Exercise task:
Copy the lines below word for word, and don't include any pictures in your answer.

----- Listing

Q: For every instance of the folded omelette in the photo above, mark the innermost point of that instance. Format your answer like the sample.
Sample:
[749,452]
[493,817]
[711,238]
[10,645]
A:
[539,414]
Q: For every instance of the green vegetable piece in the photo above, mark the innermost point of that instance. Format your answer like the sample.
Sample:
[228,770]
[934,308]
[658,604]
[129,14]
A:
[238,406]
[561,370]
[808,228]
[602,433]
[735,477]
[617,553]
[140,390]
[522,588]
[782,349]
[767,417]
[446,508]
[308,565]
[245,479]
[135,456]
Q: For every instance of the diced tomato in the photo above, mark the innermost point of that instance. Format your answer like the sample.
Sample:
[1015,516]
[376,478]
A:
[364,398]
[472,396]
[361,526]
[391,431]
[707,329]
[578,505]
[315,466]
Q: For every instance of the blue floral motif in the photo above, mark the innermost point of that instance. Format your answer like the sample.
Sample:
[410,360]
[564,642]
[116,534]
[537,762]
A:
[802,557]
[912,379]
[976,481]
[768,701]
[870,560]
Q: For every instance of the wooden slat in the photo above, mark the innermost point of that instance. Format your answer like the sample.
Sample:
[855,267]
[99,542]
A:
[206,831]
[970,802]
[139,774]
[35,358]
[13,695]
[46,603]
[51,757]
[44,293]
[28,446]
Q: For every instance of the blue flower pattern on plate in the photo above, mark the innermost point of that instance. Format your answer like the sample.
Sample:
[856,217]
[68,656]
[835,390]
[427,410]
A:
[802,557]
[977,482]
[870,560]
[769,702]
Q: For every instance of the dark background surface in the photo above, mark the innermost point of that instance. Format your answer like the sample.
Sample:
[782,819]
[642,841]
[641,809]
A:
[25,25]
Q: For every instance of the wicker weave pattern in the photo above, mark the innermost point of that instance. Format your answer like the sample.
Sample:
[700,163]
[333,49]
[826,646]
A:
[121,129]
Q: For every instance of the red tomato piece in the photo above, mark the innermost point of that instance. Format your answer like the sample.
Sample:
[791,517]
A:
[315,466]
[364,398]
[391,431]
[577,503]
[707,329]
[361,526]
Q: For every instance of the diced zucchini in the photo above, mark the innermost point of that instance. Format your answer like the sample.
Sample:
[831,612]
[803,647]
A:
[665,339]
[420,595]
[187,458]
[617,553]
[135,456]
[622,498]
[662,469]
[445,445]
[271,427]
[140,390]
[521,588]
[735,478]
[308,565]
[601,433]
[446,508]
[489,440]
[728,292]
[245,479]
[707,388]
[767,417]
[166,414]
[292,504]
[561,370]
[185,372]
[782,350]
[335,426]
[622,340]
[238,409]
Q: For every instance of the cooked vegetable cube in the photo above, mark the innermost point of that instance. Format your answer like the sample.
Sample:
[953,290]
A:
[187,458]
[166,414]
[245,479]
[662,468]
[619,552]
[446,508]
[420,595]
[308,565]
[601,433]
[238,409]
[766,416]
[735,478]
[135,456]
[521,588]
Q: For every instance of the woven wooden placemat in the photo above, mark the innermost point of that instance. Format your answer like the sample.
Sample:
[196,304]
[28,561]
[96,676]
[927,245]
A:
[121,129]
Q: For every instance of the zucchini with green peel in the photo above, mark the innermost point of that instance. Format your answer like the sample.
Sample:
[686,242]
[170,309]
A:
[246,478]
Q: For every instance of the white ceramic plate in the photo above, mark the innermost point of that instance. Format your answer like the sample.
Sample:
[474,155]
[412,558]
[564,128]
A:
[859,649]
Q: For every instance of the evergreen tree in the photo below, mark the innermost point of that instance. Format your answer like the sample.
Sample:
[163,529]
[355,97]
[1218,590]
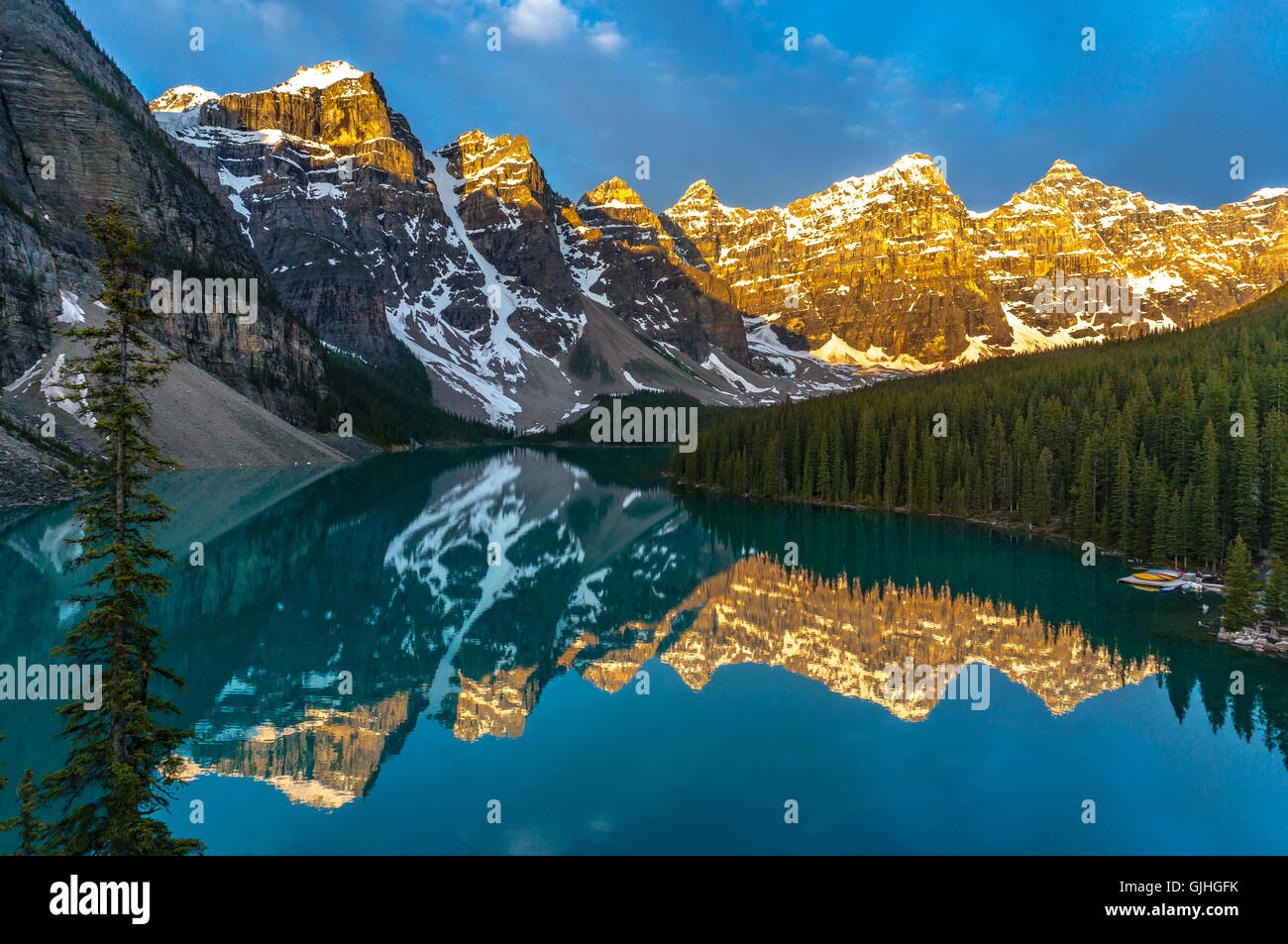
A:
[1275,595]
[29,826]
[1279,517]
[1237,612]
[120,760]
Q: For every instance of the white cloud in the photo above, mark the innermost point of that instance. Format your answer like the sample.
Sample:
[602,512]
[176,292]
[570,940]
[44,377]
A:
[605,38]
[541,21]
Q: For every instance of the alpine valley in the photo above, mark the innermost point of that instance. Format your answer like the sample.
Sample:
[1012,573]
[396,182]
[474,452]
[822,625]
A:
[523,304]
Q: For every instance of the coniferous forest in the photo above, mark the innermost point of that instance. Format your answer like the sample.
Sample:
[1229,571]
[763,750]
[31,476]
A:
[1164,447]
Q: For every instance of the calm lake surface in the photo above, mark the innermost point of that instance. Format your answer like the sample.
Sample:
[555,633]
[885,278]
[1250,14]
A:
[642,672]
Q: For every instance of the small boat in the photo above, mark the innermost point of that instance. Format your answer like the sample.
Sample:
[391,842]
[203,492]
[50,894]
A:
[1158,581]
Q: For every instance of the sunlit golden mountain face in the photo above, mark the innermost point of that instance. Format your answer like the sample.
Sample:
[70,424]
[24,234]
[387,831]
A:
[759,612]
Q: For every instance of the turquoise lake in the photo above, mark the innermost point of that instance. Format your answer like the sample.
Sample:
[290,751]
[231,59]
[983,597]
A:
[386,657]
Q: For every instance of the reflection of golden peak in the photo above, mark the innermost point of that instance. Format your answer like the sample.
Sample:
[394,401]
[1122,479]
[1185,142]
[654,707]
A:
[496,704]
[845,636]
[326,760]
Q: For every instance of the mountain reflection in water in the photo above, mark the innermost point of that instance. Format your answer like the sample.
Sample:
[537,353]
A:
[338,609]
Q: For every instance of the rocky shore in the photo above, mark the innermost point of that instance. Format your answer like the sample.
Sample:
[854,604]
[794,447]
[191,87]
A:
[1271,640]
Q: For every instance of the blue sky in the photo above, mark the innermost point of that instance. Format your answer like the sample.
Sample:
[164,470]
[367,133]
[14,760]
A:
[1171,91]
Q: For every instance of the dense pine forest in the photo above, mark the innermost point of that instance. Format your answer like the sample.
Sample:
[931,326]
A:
[1164,447]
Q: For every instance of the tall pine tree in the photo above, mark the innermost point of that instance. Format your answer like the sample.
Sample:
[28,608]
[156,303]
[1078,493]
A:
[120,760]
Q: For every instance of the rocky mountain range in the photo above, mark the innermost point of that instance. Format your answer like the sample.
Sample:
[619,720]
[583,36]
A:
[520,304]
[523,304]
[75,134]
[892,266]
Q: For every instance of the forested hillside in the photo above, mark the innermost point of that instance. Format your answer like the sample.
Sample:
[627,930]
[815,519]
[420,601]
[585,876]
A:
[1164,447]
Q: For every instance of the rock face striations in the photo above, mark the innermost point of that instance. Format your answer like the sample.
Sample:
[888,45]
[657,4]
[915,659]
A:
[520,304]
[523,304]
[893,268]
[75,136]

----------

Task result:
Q: For every instance of the folded omelette in the photo above, mark the innermost point of that instance. Format your answer like the sample.
Sample:
[749,452]
[493,817]
[711,238]
[10,645]
A:
[539,414]
Q: For every instance of the green vegetable piece in the photo above, mark the innermost point of that instance. Format your answer like the sample.
Sample:
[228,770]
[934,308]
[658,604]
[129,14]
A:
[238,406]
[561,370]
[808,228]
[602,433]
[735,477]
[617,553]
[140,390]
[522,588]
[782,349]
[767,417]
[446,508]
[308,565]
[245,479]
[135,456]
Q: For every instance of the diced tomato in the photo above, mark the innermost point of that instance. Format your answer like the sample.
Sample:
[1015,516]
[376,478]
A:
[364,398]
[472,396]
[361,526]
[391,431]
[707,329]
[578,505]
[315,466]
Q: For every instance of the blue floral motif in the photo above, mark the innermost point of that instance. Format your answer like the sample.
Sample:
[410,360]
[564,642]
[116,534]
[537,762]
A:
[802,557]
[912,379]
[976,481]
[768,701]
[870,560]
Q: For every instance of the wooden slat in the photo above, mark the innermost point of that instance. Format your answer like the sample.
Sample:
[855,267]
[99,542]
A:
[206,831]
[970,802]
[139,774]
[35,358]
[13,695]
[46,603]
[51,757]
[44,293]
[28,446]
Q: For every instance of the blue flower pattern on plate in the photo above, mark the innermost point of that instance. Format your answer like the sample.
Sample:
[856,217]
[68,656]
[835,390]
[427,410]
A:
[802,557]
[977,482]
[870,560]
[769,702]
Q: For every instance of the dark background surface in the photo above, mark the innermost point of that instance. Format your answer like the sample.
Sample:
[782,819]
[642,841]
[641,809]
A:
[25,25]
Q: For every instance of the wicker weave pattern in the photo above, mark the innermost point of that instance. Format your answer like the sample.
Sample:
[700,163]
[333,49]
[826,646]
A:
[121,129]
Q: For every instance of the red tomato piece in the photo above, mark the innermost point of that instance. Format your answer like the sample.
Sample:
[791,517]
A:
[315,466]
[364,398]
[391,431]
[577,503]
[707,329]
[361,526]
Q: For every instance of the diced zucchini in the photo above, mark the innermost point of that instance. Format your answer like the sample.
Sample:
[831,612]
[803,647]
A:
[665,339]
[420,595]
[187,458]
[617,553]
[135,456]
[622,498]
[662,469]
[445,445]
[271,427]
[140,390]
[521,588]
[735,478]
[308,565]
[601,433]
[446,508]
[489,440]
[728,292]
[245,479]
[707,388]
[767,417]
[166,414]
[292,504]
[561,370]
[185,372]
[782,350]
[335,426]
[622,340]
[238,409]
Q: For every instance of the cooked vegetable cube in the photo above, mark the innermost point of that instance. Format your answer like the sample.
Sample:
[953,290]
A:
[187,458]
[166,414]
[245,479]
[662,468]
[619,552]
[446,508]
[420,595]
[308,565]
[601,433]
[238,409]
[766,416]
[735,478]
[135,456]
[521,588]
Q: For every instance of the woven wooden placemat in the photo above, mark the innermost point of that instance. Format your answer like the sample.
Sample:
[196,304]
[28,561]
[96,676]
[927,245]
A:
[121,129]
Q: For every instance of the zucchini with green peel in the photo above, mark the innermost point of that instance. Format your answer like the sample.
Sample:
[686,242]
[170,309]
A:
[246,478]
Q: For every instance of the white ceramic plate in the photo above, mark the innermost point of that instance. Format your answer like the sample.
Sample:
[474,155]
[412,558]
[564,128]
A:
[859,649]
Q: For every instance of the evergreen tree in the photo below, mark the innermost point of that instance. Format your answer like the sample.
Sample:
[163,529]
[355,97]
[1218,590]
A:
[1275,595]
[29,826]
[1279,517]
[1237,612]
[120,760]
Q: For every instance of the white cloud in the photo above, mark the innermost point of that instance. Format your answer like the sample.
Sample:
[602,512]
[176,292]
[570,940]
[44,377]
A:
[605,38]
[541,21]
Q: For every instance of the alpine valley in the photo above, mark the innermost point of that instance. Format your answer like the sample.
Sample:
[1012,573]
[396,182]
[474,452]
[822,625]
A:
[523,304]
Q: For every instance of the coniferous forest in the photo above, mark the innermost point of that instance. Format your answer like the sample.
Sample:
[1229,571]
[763,750]
[31,476]
A:
[1164,447]
Q: For every instance of the calm lake surface in the photo above, mark the innermost point of that instance. Format your answer like the sample.
Sample:
[555,633]
[885,278]
[1250,14]
A:
[642,672]
Q: For every instance of the small boat in the photo above, mark the innermost point of that instance. Format your answer like the sample.
Sample:
[391,842]
[203,492]
[50,894]
A:
[1158,581]
Q: For every instance of the sunlit golden mountain face in the photo above, mark the innermost point of that instance. Format your answer like the sample.
Sample:
[70,424]
[24,234]
[387,831]
A:
[759,612]
Q: For every instance of the turquoise lake in the photo above, mark the innermost point of that instance. Format your answer like the sample.
Sample:
[290,751]
[231,59]
[983,597]
A:
[386,657]
Q: For every instance of the reflection of golden peak in the photo above, mark the innermost point of that instance. Format your answer like the sample.
Sample:
[394,401]
[1122,479]
[1185,142]
[654,707]
A:
[496,704]
[845,636]
[326,760]
Q: For every instance of the mountain reflection in water in the photo above, mark the innermost point of that instance. Format your answer like the sample.
Sample:
[537,353]
A:
[338,609]
Q: For every instance of the rocky shore in the photo above, mark the innermost point of that instance. Format your answer like the sample.
Sample:
[854,604]
[794,447]
[191,87]
A:
[1271,640]
Q: For every instance of the blue sky in the photo above, mark the innermost point of that instance. Format your answer like the sample.
Sample:
[164,470]
[367,133]
[14,760]
A:
[1171,91]
Q: For every instance of the dense pine forest in the photo above, mark the innermost point of that instance. Format your answer like the sample.
Sample:
[931,326]
A:
[1164,447]
Q: For every instance of the tall pine tree in the photo above, mark the innermost point of that instance. Format your answer like the sample.
Sample:
[28,608]
[156,303]
[1078,493]
A:
[120,760]
Q: For every instance of the rocky mountain range in the photo above, mark the innermost point of that instance. Format your answer like the sample.
Sample:
[619,720]
[583,36]
A:
[520,304]
[523,304]
[75,134]
[892,266]
Q: For every instance of the forested hillside in the photo above, mark the innermost point of that instance. Format your answer like the sample.
Sample:
[627,930]
[815,519]
[420,601]
[585,876]
A:
[1164,447]
Q: For every instance of the rock face striations in the photo above, mark the innermost point of that instance. Format your answer like the sample.
Sample:
[888,45]
[657,4]
[915,659]
A:
[520,304]
[523,304]
[893,268]
[75,136]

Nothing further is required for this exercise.